■ **Provided text**
About Heme Iron
In general, heme iron is found in significant quantities only in animals. A distinguishing feature of this type of iron is that it is absorbed into the body regardless of any external factors. No antinutrients or chemicals can prevent the absorption of heme iron, so it is readily bioavailable.
This type of iron must be hydrolyzed from any protein it is attached to. Then, it can be absorbed easily into the body’s systems. Typically, the human body can absorb about 20 to 25 percent of heme iron from an animal-based food like a steak. Absorption happens most effectively in the duodenum or the small intestine.
Food Sources Of Heme Iron
Heme iron is most commonly found in the muscles of animals. Some of the best sources of heme iron are red meat, poultry like chicken or turkey and various seafood products.
Animal organs are also great sources of heme iron. Just a small amount of chicken liver can provide you with over half of your daily dose of iron. Other top sources include beef liver, oysters and ground beef.
Some people choose not to eat meat as part of their diets. Vegetarians and vegans might therefore be worried about a lack of heme iron in their diets. Fortunately, iron can still be found in non-heme form in various plant-based foods. If you want to get a bit of extra iron, start eating more cereals, tofu, mushrooms and beans. People who don’t eat red meat can also include plenty of seafood like mussels and clams in their diets.
Heme Iron is Easily Absorbed by the Body
Heme iron is very important for the human body. Since it is absorbed at a steady rate, regardless of any external factors, it’s much easier for us to eat animal products and be sure of getting our recommended iron intake each day.
Studies have shown that the average person's iron stores are mostly made up of heme iron. Therefore, vegetarians and others who don't eat meat on a regular basis are at a higher risk of becoming iron deficient.
Heme iron is more readily bioavailable than non-heme iron, making it the more prominent form of the two within the average human body. Non-heme iron can take on the form “Fe(III)” which the body simply cannot absorb. Heme iron takes on the smaller and more manageable form of “Fe(II)” which can be easily absorbed in the intestines. In addition, the presence of certain chemicals and compounds like phytates or tannins in the body can also prevent the absorption of non-heme iron.

■ **Excerpted data**
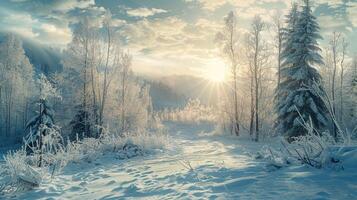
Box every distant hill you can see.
[0,33,219,110]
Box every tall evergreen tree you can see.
[276,0,328,139]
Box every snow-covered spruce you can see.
[276,1,328,140]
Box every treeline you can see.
[0,14,156,143]
[216,0,357,141]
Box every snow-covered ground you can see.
[0,123,357,200]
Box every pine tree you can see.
[276,0,328,139]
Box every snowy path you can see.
[12,124,357,200]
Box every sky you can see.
[0,0,357,76]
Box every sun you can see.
[203,60,226,83]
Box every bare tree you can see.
[249,15,266,141]
[120,52,132,133]
[216,12,240,136]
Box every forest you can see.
[0,0,357,199]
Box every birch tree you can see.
[216,12,240,136]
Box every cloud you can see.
[126,8,167,17]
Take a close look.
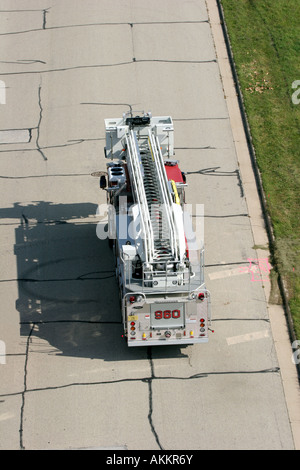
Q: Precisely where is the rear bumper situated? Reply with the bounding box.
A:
[127,336,208,347]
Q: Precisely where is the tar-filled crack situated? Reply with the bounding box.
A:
[4,326,280,450]
[0,58,217,77]
[145,346,164,450]
[36,85,48,161]
[19,325,35,450]
[186,166,245,198]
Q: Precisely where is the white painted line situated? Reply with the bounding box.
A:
[208,266,250,281]
[226,330,270,346]
[0,129,30,144]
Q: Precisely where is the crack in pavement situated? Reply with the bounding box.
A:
[36,84,48,161]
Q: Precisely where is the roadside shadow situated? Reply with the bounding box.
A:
[0,201,185,361]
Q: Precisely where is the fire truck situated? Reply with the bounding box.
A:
[100,113,211,347]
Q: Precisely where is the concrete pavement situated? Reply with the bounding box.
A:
[0,0,294,450]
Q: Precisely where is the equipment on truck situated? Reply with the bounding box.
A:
[100,113,211,346]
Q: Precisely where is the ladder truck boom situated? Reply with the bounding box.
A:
[100,113,211,347]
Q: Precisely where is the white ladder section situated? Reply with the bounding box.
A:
[126,131,154,263]
[126,130,182,262]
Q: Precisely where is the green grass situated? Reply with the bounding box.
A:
[222,0,300,339]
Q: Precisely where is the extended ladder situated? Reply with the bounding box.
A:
[126,130,179,262]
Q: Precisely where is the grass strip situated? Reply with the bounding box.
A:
[221,0,300,339]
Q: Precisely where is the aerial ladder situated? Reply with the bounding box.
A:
[100,113,211,346]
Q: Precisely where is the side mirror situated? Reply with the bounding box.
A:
[100,175,107,189]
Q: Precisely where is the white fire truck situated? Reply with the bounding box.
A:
[100,113,211,346]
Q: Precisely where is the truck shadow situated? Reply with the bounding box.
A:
[4,201,185,361]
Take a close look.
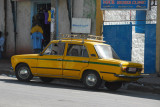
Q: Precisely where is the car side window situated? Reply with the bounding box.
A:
[43,43,65,55]
[67,44,89,57]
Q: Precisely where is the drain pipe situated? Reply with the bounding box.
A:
[4,0,8,55]
[11,0,17,54]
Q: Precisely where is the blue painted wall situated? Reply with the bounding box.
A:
[103,24,132,61]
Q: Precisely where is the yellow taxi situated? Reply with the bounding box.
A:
[11,35,142,90]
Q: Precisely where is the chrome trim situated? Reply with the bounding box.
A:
[114,74,143,79]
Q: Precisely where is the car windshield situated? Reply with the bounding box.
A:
[94,45,120,59]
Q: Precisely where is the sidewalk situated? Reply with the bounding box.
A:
[0,59,160,94]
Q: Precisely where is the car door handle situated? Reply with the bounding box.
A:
[57,58,62,61]
[82,60,88,63]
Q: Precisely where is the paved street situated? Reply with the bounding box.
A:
[0,76,160,107]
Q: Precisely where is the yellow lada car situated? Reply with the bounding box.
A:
[11,39,142,90]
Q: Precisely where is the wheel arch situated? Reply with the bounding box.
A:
[81,69,102,80]
[15,62,30,70]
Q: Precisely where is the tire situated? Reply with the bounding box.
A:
[83,71,102,89]
[105,82,122,91]
[39,77,53,83]
[15,64,33,82]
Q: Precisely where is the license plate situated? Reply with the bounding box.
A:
[128,68,136,72]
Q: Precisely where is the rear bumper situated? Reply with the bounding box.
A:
[114,74,143,79]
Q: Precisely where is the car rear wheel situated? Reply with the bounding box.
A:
[15,64,33,81]
[105,82,122,91]
[83,71,102,89]
[39,77,53,83]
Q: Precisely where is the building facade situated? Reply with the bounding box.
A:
[0,0,103,57]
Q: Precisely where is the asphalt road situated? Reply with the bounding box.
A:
[0,76,160,107]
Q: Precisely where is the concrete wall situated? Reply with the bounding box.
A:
[83,0,96,35]
[72,0,84,18]
[6,0,15,57]
[17,1,32,54]
[0,0,32,57]
[156,0,160,74]
[104,6,157,64]
[0,0,14,57]
[58,0,70,34]
[0,0,4,32]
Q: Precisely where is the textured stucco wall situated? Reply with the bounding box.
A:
[83,0,96,35]
[0,0,4,32]
[156,0,160,74]
[104,6,157,64]
[96,0,103,36]
[0,0,14,57]
[17,1,32,54]
[72,0,84,18]
[58,0,70,34]
[6,0,15,57]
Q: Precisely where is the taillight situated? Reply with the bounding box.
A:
[122,67,127,71]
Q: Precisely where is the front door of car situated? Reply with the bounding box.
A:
[37,42,65,77]
[63,44,89,79]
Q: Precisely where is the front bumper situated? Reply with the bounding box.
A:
[114,74,143,79]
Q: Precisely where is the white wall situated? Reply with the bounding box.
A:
[58,0,70,34]
[104,6,157,64]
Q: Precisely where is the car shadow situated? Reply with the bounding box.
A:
[0,78,160,100]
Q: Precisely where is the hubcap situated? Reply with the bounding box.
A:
[19,68,29,79]
[86,74,97,86]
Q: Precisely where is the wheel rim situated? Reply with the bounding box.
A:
[18,67,30,79]
[86,74,97,86]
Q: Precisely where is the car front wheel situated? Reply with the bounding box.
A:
[15,64,33,81]
[83,71,101,89]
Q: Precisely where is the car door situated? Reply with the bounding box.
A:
[63,44,89,79]
[37,42,65,77]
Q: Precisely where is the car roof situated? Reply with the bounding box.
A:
[51,39,108,45]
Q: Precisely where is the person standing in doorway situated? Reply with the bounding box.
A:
[0,31,4,59]
[31,31,43,53]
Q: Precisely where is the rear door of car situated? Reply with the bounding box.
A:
[63,43,89,79]
[36,42,65,77]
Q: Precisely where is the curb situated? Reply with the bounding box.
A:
[127,83,160,94]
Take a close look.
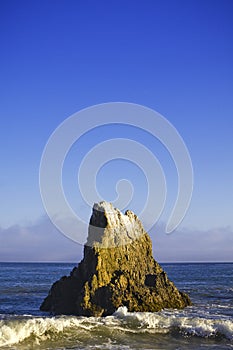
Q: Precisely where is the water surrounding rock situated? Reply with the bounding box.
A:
[40,202,191,316]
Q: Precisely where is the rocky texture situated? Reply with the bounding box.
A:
[41,202,191,316]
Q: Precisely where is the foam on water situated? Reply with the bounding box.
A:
[0,307,233,346]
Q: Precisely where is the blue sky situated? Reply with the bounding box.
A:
[0,0,233,261]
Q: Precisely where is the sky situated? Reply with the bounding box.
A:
[0,0,233,261]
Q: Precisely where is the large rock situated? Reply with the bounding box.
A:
[40,202,191,316]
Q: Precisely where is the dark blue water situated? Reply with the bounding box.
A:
[0,263,233,350]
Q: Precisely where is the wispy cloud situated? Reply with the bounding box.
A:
[150,226,233,262]
[0,217,83,262]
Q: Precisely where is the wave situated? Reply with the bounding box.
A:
[0,307,233,347]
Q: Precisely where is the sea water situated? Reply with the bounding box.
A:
[0,263,233,350]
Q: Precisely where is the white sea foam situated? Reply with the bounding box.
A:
[0,307,233,346]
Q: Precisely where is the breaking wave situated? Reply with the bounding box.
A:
[0,307,233,347]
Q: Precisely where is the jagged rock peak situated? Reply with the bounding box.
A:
[86,201,145,248]
[41,202,191,316]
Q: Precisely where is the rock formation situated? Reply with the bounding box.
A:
[40,202,191,316]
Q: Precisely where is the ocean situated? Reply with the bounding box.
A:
[0,263,233,350]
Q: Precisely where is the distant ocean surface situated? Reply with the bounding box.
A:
[0,263,233,350]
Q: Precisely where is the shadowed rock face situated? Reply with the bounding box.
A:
[40,202,191,316]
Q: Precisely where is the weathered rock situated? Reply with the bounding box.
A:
[40,202,191,316]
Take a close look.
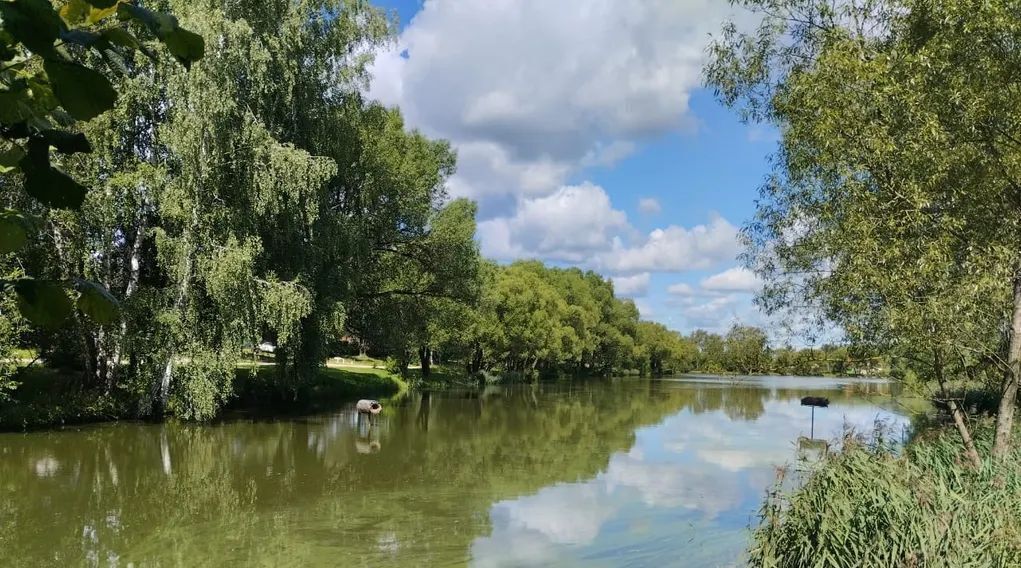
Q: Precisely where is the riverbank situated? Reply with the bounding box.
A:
[749,424,1021,568]
[0,365,407,431]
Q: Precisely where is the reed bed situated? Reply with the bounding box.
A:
[748,426,1021,568]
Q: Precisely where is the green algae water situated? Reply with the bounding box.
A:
[0,377,908,567]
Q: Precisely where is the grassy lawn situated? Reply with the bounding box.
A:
[0,362,407,431]
[0,365,132,430]
[229,366,407,410]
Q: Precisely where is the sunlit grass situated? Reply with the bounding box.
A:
[749,426,1021,567]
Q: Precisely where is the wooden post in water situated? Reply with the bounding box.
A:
[801,396,829,439]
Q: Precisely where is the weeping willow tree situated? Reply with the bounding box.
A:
[3,0,478,419]
[707,0,1021,465]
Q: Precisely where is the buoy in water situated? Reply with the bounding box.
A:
[354,398,383,415]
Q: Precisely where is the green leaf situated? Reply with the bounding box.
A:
[0,0,60,56]
[44,59,117,121]
[39,130,92,154]
[117,4,205,67]
[0,209,32,253]
[102,28,142,49]
[85,0,119,9]
[117,4,179,35]
[14,278,71,328]
[89,3,117,23]
[75,280,120,324]
[163,28,205,68]
[0,145,25,174]
[18,138,88,209]
[60,0,92,26]
[0,89,31,125]
[60,30,100,47]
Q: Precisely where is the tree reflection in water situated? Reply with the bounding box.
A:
[0,379,910,566]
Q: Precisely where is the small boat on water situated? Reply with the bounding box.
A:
[354,398,383,415]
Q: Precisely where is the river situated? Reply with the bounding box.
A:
[0,377,908,567]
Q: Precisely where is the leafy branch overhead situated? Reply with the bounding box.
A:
[0,0,205,327]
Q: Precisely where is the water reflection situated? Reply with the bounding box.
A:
[0,378,904,566]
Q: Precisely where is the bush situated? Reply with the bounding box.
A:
[749,427,1021,567]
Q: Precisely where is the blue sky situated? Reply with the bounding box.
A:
[370,0,775,332]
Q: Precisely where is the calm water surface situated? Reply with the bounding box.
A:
[0,377,907,567]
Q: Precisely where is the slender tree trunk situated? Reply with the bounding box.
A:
[419,345,433,379]
[154,203,198,414]
[932,349,982,469]
[992,275,1021,459]
[112,215,146,371]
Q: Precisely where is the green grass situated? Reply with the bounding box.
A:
[0,365,133,430]
[11,347,39,361]
[229,366,407,411]
[0,363,407,431]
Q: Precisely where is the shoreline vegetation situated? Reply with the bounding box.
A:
[0,349,877,432]
[704,0,1021,568]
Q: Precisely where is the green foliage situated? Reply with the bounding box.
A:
[167,352,237,420]
[0,0,203,327]
[707,0,1021,454]
[749,425,1021,567]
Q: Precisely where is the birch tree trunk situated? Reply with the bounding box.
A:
[992,275,1021,459]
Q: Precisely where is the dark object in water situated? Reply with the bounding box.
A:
[801,396,829,409]
[354,398,383,415]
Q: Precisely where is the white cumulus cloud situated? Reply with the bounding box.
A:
[369,0,733,214]
[612,272,651,297]
[638,197,663,215]
[700,267,762,293]
[478,183,628,263]
[601,216,740,272]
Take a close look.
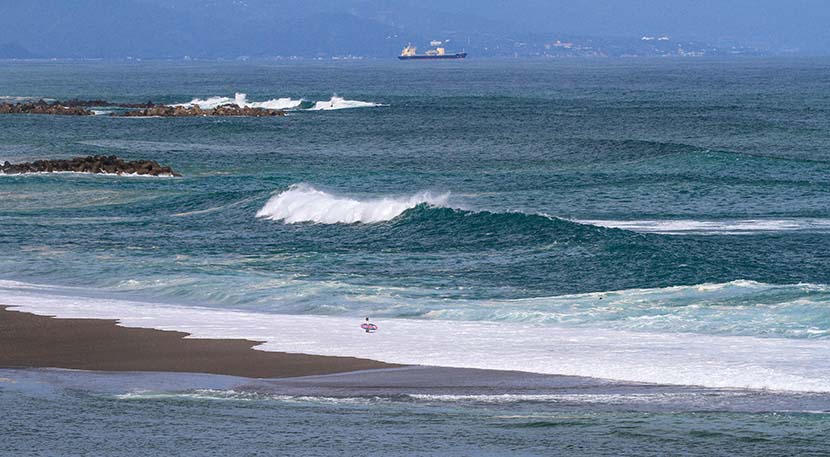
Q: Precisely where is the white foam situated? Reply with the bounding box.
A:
[256,184,449,224]
[176,92,383,111]
[574,218,830,235]
[0,281,830,392]
[308,95,382,111]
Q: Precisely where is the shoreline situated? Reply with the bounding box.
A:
[0,305,401,378]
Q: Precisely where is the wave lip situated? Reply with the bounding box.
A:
[177,92,383,111]
[256,184,449,224]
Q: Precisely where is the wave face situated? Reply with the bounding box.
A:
[177,92,383,111]
[6,281,830,392]
[256,184,449,224]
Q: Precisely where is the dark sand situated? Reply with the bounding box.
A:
[0,305,395,378]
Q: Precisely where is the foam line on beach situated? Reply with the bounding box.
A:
[6,281,830,392]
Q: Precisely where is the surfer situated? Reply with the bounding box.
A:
[360,317,378,333]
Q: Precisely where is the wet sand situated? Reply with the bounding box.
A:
[0,305,396,378]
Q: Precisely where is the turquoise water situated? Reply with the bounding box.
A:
[0,59,830,455]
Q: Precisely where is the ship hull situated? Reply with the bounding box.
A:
[398,52,467,60]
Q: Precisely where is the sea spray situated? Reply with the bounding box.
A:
[175,92,383,111]
[256,184,449,224]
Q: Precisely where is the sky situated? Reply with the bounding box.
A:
[0,0,830,58]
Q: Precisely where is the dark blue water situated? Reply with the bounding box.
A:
[0,59,830,455]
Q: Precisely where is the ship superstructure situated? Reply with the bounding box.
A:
[398,41,467,60]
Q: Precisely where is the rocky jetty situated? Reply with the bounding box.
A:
[0,156,181,176]
[0,100,93,116]
[0,99,285,117]
[116,103,285,117]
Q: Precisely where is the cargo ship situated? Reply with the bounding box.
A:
[398,44,467,60]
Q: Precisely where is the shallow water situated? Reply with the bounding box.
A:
[0,59,830,455]
[0,368,830,455]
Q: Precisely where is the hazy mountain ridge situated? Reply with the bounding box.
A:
[0,0,830,58]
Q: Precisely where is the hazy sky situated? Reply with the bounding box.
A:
[0,0,830,57]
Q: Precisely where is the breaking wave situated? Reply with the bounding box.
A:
[175,92,383,111]
[256,184,449,224]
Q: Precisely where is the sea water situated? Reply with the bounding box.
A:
[0,59,830,455]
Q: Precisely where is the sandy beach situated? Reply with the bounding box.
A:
[0,306,394,378]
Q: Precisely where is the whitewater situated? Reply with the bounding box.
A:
[256,184,456,224]
[0,281,830,392]
[176,92,383,111]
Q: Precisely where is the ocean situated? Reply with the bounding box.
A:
[0,59,830,455]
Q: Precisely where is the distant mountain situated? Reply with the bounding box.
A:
[0,43,37,59]
[0,0,830,58]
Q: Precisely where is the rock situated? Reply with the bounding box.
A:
[0,156,181,176]
[120,103,285,117]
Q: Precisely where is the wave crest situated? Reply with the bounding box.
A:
[256,184,449,224]
[175,92,383,111]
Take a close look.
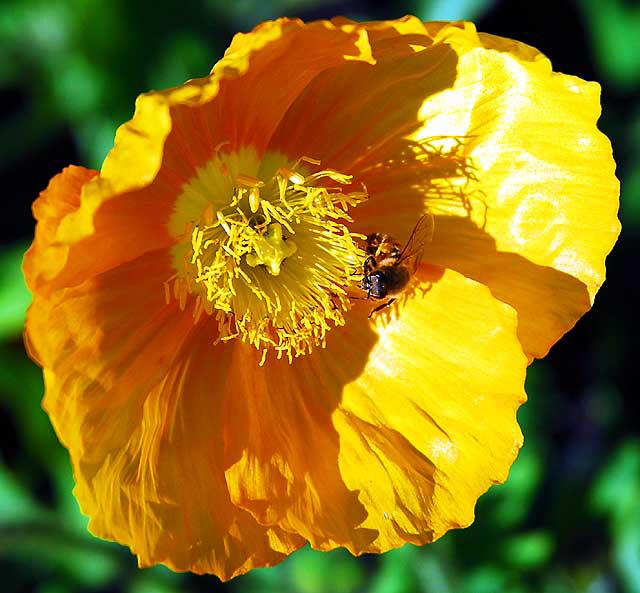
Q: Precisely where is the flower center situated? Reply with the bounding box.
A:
[167,149,367,362]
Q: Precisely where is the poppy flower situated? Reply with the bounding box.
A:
[24,17,619,579]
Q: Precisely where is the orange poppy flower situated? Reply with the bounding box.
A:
[24,17,619,579]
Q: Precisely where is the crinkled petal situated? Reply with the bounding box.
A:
[226,270,527,553]
[27,252,304,579]
[225,340,375,553]
[336,267,527,552]
[417,26,620,357]
[30,19,373,288]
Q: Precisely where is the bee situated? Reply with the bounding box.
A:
[360,214,433,318]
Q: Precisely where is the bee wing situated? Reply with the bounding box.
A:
[398,212,434,272]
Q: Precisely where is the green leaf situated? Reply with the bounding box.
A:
[415,0,495,21]
[0,244,31,340]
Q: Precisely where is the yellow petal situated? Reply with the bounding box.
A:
[27,252,304,579]
[333,269,527,552]
[272,19,619,358]
[226,271,527,553]
[417,24,620,357]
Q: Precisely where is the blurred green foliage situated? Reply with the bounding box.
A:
[0,0,640,593]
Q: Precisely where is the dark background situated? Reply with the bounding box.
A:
[0,0,640,593]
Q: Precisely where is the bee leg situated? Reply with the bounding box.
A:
[362,255,378,276]
[369,298,396,319]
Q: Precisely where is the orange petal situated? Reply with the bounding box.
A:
[417,27,620,357]
[333,269,527,552]
[27,252,304,579]
[30,19,372,289]
[226,271,526,553]
[23,165,98,291]
[225,342,375,553]
[270,18,457,173]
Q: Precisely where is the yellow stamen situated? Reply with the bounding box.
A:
[247,222,298,276]
[174,157,367,360]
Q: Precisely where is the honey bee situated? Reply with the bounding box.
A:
[361,214,433,318]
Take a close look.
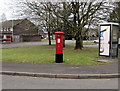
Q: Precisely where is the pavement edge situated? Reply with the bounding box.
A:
[0,71,120,79]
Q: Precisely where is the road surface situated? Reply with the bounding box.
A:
[2,75,118,89]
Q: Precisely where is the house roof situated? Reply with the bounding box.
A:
[1,19,27,28]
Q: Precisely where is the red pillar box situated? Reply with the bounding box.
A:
[55,32,64,63]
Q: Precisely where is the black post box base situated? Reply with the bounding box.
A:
[55,54,63,63]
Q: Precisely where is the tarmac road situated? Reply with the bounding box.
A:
[2,75,118,89]
[0,40,98,48]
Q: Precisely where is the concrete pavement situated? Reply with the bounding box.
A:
[0,62,120,79]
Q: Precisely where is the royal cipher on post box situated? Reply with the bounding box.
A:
[55,32,64,63]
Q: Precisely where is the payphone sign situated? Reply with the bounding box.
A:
[99,25,110,56]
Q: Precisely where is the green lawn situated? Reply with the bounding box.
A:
[2,45,120,65]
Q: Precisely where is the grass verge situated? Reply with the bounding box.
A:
[2,45,120,65]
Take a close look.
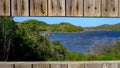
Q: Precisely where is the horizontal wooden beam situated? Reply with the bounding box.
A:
[0,0,120,17]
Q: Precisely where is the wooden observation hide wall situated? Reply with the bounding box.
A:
[0,0,120,17]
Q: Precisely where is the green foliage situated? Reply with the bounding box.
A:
[0,17,120,61]
[0,17,16,61]
[17,20,83,32]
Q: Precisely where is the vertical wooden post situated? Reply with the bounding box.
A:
[84,0,101,16]
[102,0,119,17]
[66,0,83,16]
[48,0,65,16]
[0,0,10,16]
[12,0,29,16]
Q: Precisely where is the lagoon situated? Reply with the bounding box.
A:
[48,30,120,53]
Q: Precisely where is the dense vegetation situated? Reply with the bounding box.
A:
[18,20,83,32]
[85,23,120,30]
[0,17,120,61]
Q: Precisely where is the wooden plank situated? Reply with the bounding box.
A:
[15,63,32,68]
[48,0,65,16]
[84,0,101,16]
[102,0,118,17]
[30,0,47,16]
[50,64,68,68]
[33,63,49,68]
[66,0,83,16]
[12,0,29,16]
[118,0,120,17]
[0,0,10,16]
[0,64,13,68]
[68,63,85,68]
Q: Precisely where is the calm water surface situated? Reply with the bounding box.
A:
[49,31,120,53]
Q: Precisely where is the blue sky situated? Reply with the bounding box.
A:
[14,17,120,27]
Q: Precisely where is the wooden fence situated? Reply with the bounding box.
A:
[0,61,120,68]
[0,0,120,17]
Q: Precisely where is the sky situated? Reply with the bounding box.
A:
[14,17,120,27]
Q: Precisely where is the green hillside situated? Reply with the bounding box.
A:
[17,20,83,32]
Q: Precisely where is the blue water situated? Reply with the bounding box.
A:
[49,31,120,53]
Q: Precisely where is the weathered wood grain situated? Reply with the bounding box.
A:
[33,63,49,68]
[102,0,119,17]
[84,0,101,17]
[0,0,10,16]
[66,0,83,16]
[30,0,47,16]
[50,64,68,68]
[118,0,120,17]
[48,0,65,16]
[12,0,29,16]
[68,63,85,68]
[14,63,32,68]
[0,64,13,68]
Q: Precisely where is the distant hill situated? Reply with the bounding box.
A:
[84,23,120,30]
[17,20,83,32]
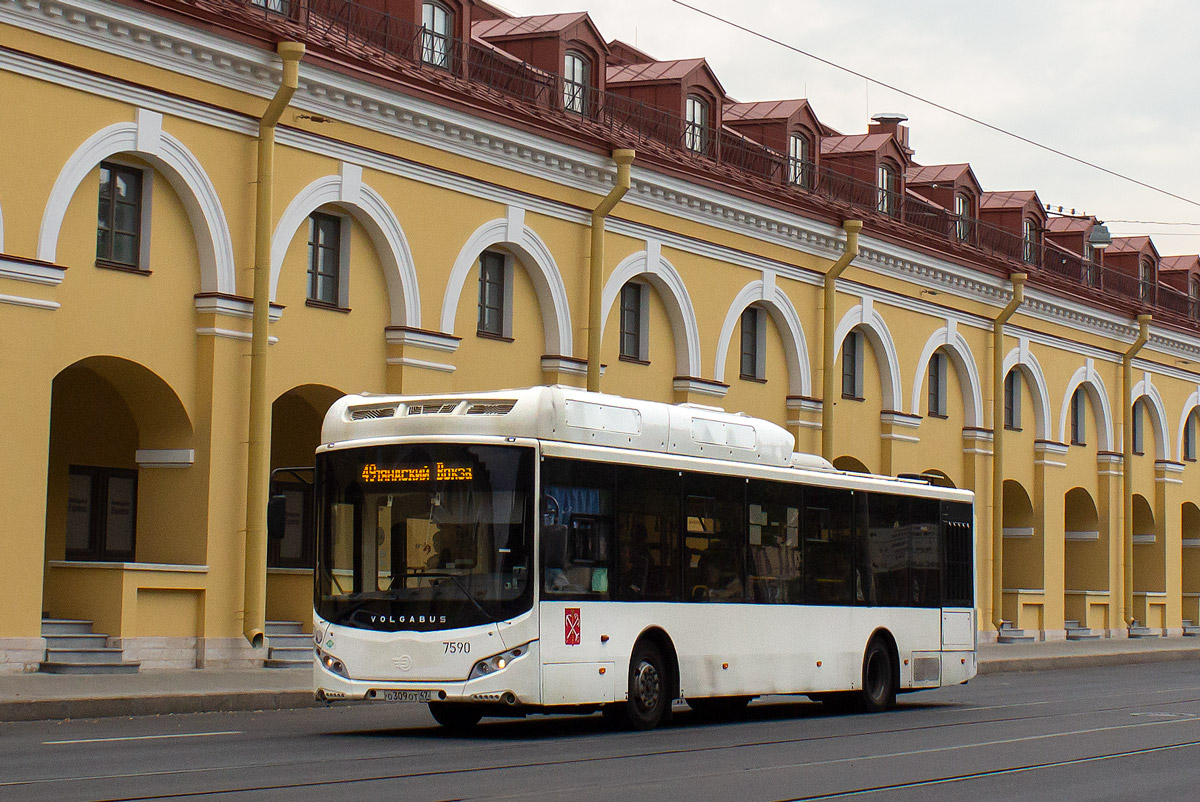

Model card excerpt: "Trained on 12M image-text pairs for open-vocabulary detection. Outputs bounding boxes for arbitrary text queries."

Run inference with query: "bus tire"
[430,702,484,732]
[610,639,671,730]
[858,638,896,713]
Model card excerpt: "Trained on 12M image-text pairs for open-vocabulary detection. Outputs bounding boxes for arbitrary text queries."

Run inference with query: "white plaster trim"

■ **What you will do**
1) List the plant-based foods that the heme iron text suggests eating for extra iron.
2) Answer these from the heme iron text:
(a) About what percentage of the heme iron in an animal-based food like a steak can the human body absorb?
(b) Where in the body does heme iron absorption happen most effectively?
(c) What form of non-heme iron can the body not absorb?

■ **Answer set**
1)
cereals
tofu
mushrooms
beans

2)
(a) About 20 to 25 percent.
(b) In the duodenum or the small intestine.
(c) "Fe(III)".